**Problem details**
Retype, without alteration, each line from the line containing "Where can you see the glass" to the final line of the records.

**Supplied records**
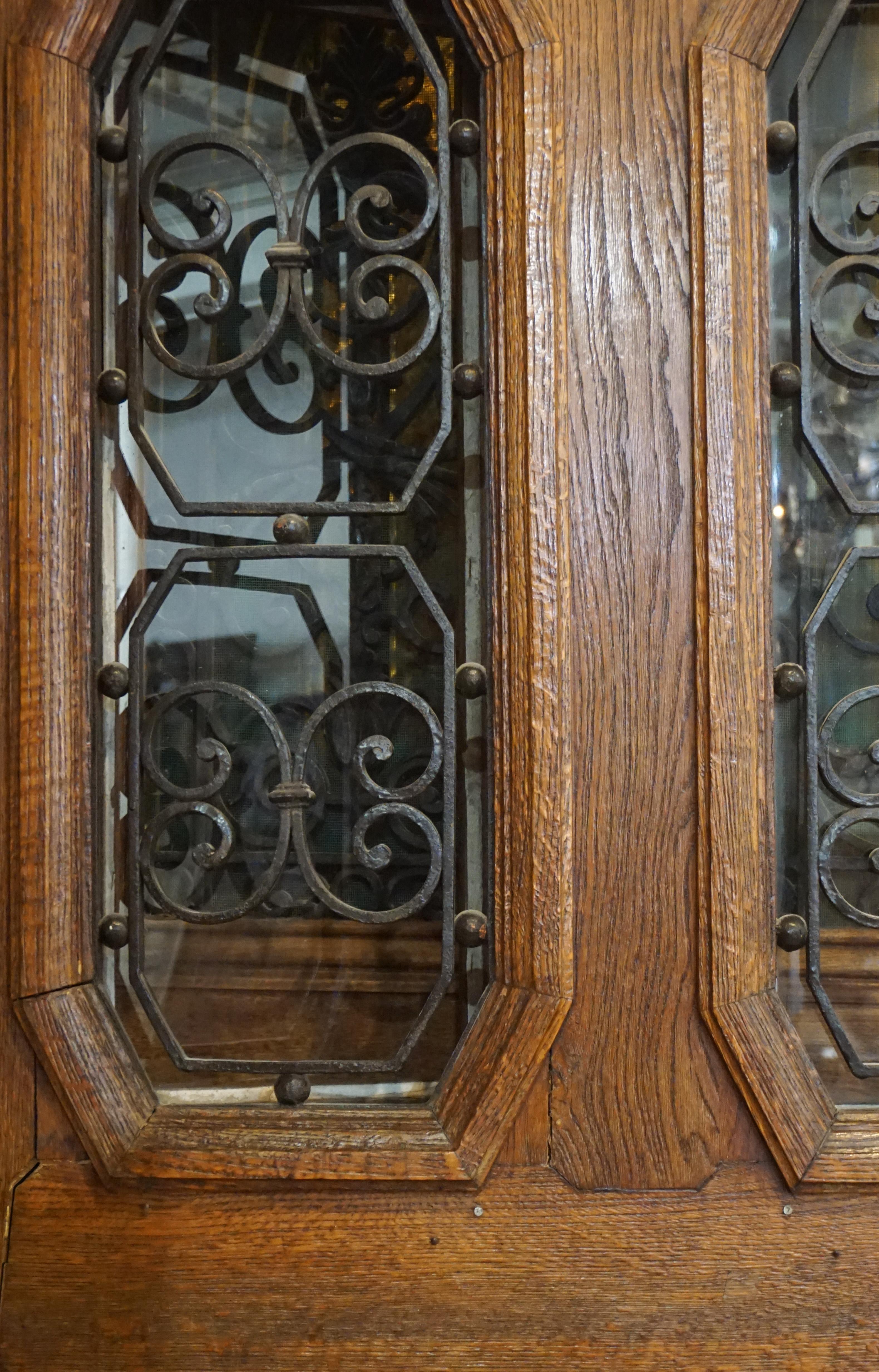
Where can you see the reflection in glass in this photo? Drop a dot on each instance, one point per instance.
(295, 792)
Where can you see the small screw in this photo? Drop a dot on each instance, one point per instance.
(290, 529)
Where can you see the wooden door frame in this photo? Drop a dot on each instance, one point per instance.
(53, 418)
(811, 1139)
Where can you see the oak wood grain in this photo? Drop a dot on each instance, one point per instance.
(748, 29)
(312, 1143)
(93, 1069)
(17, 1065)
(72, 29)
(734, 612)
(543, 1279)
(641, 1097)
(49, 212)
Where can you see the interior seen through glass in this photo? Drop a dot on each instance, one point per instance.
(824, 291)
(293, 562)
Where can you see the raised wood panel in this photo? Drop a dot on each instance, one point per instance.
(91, 1068)
(543, 1279)
(49, 213)
(275, 1143)
(641, 1097)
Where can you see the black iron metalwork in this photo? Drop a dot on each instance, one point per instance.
(421, 188)
(238, 807)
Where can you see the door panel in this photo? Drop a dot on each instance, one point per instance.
(687, 1257)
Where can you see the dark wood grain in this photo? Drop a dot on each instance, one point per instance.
(748, 29)
(91, 1068)
(17, 1065)
(71, 29)
(734, 597)
(543, 1279)
(275, 1143)
(49, 212)
(641, 1097)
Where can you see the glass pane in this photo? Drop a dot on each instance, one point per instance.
(824, 231)
(295, 566)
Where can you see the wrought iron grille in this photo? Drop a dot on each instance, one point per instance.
(823, 146)
(290, 692)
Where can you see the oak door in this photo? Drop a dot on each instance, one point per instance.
(437, 847)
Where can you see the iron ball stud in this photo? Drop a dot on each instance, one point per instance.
(468, 381)
(113, 143)
(785, 381)
(113, 386)
(113, 681)
(465, 138)
(472, 681)
(781, 140)
(292, 529)
(113, 932)
(789, 681)
(292, 1088)
(792, 934)
(472, 929)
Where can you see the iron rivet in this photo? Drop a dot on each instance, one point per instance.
(789, 681)
(792, 934)
(113, 386)
(293, 1090)
(292, 529)
(781, 140)
(468, 381)
(465, 138)
(472, 928)
(785, 381)
(113, 681)
(113, 931)
(472, 681)
(113, 143)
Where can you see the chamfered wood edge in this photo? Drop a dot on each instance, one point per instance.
(748, 29)
(731, 455)
(77, 31)
(93, 1068)
(49, 250)
(71, 1024)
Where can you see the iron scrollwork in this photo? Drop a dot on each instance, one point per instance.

**Solution to this problem**
Where can you see the glass pane in this photo? Drop a dot on each instance, one point per instance.
(824, 231)
(295, 566)
Where can you see the wrought iron grille in this photo? Drop a dot on each instance, one point per instance.
(823, 146)
(290, 692)
Where can you see the oak door in this photo? Drop a dot on each instance, one point per instance.
(437, 847)
Where can you see the iron ball stud in this photo? Drop a dot on each instance, one point per instance.
(468, 381)
(113, 143)
(785, 381)
(113, 386)
(113, 681)
(465, 138)
(472, 681)
(781, 140)
(292, 529)
(113, 932)
(789, 681)
(292, 1088)
(792, 934)
(472, 929)
Where can you see the iron rivet in this photo? Drop a dot on each instance, one point per instance.
(789, 681)
(792, 934)
(113, 386)
(293, 1090)
(292, 529)
(781, 140)
(468, 381)
(465, 138)
(472, 928)
(785, 381)
(113, 681)
(113, 931)
(472, 681)
(113, 143)
Where can you see the chamfered wood edge in this photo? Drop a dot on each instance, one point per instance.
(748, 29)
(731, 455)
(77, 31)
(93, 1068)
(49, 250)
(71, 1024)
Where can you see the iron scrollwork in this photo? Drop a dot on each instance, one point per instance.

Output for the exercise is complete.